--- FRAGMENTO DEL TEXTO ---
LA CONSTRUCCIÓN DE NOSTREDAD DESDE EL TERRITORIO DE ENCUENTRO

La plaza fue el espacio polvoriento y despejado donde convergía la vida urbana y las principales manifestaciones de la actividad oficial, religiosa y social, eso no se niega.

Siendo ésta una definición de plaza que pone atención en cuanto a la funcionalidad política de la plaza carece de un aspecto que creemos fundamental como es el hecho de que este “orden humano” se desarrolla en medio de la naturaleza y se da en cuanto a un encuentro entre personas y éstas con la naturaleza. Cierto es que el autor se refiere a una época donde el roce con natura es de carácter cotidiano e instantáneo en cuanto el borde de la ciudad aún no se extiende más allá de “un par de manzanas”, pero creemos de profunda importancia este elemento a la hora de configurar una actualizada interpretación de estos espacios. Creemos que hoy no es un encuentro meramente urbano y fortuito el que se desarrolla en una plaza, ni es un encuentro sólo político: es un encuentro en un espacio donde se cultiva el acercamiento a lo más básico de la naturaleza, esto es, el árbol, el césped, el arbusto, es “una rica síntesis de la conciencia de vida en común”. Y hoy esa vida en común se proyecta también en un reencuentro con lo rural, con el traslado social y cultural del ancestro agrícola y campestre al espacio urbano. En definitiva, esto se condensa en simbolismos que agregan significantes a la trama material de la vida en ciudad.
---
#### TAREA ASIGNADA 1:
Transcribe línea por línea, sin alterar nada, todas las entradas del conjunto de datos sobre señalización de objetos.
--- DATOS PROPORCIONADOS ---
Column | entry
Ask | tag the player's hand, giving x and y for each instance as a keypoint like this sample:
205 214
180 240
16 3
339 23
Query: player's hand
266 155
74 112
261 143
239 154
---
#### TAREA ASIGNADA 2:
Extrae literalmente del texto sobre la plaza como lugar de encuentro el fragmento que empieza en "La plaza fue" y termina en "no se niega.".

#### RESPUESTA COMPLETA 1:
Column | entry
Ask | tag the player's hand, giving x and y for each instance as a keypoint like this sample:
205 214
180 240
16 3
339 23
Query: player's hand
266 155
74 112
261 143
239 154

#### RESPUESTA COMPLETA 2:
La plaza fue el espacio polvoriento y despejado donde convergía la vida urbana y las principales manifestaciones de la actividad oficial, religiosa y social, eso no se niega.